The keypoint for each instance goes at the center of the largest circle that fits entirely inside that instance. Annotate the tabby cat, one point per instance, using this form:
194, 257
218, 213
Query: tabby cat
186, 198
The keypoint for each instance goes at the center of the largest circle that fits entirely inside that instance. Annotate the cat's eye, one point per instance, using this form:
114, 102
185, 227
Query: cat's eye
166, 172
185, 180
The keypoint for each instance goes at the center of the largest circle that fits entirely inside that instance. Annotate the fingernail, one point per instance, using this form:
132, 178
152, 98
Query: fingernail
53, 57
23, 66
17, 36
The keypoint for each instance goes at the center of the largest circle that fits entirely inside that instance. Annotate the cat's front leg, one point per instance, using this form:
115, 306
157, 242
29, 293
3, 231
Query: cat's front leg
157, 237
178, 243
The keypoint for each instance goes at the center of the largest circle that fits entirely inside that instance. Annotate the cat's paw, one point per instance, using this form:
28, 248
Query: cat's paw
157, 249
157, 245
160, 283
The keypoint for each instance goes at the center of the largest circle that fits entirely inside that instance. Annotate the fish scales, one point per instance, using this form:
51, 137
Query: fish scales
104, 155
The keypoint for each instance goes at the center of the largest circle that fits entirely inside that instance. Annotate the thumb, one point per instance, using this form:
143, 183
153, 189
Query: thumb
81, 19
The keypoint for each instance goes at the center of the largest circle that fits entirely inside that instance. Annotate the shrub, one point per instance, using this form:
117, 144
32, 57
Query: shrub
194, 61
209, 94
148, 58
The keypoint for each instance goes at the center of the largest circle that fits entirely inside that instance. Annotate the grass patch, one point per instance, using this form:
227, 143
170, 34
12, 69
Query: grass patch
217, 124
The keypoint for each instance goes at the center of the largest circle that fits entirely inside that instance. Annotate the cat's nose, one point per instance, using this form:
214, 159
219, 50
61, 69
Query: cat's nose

- **WORK ITEM**
Reproduce each line of the entries in which the word "nose" is found.

- **ANSWER BOX**
The keypoint for each instance goes at the center of the largest circle that fits entirely inside that instance. Annotate the cat's nose, one point per instance, using this form:
Query: cat's nose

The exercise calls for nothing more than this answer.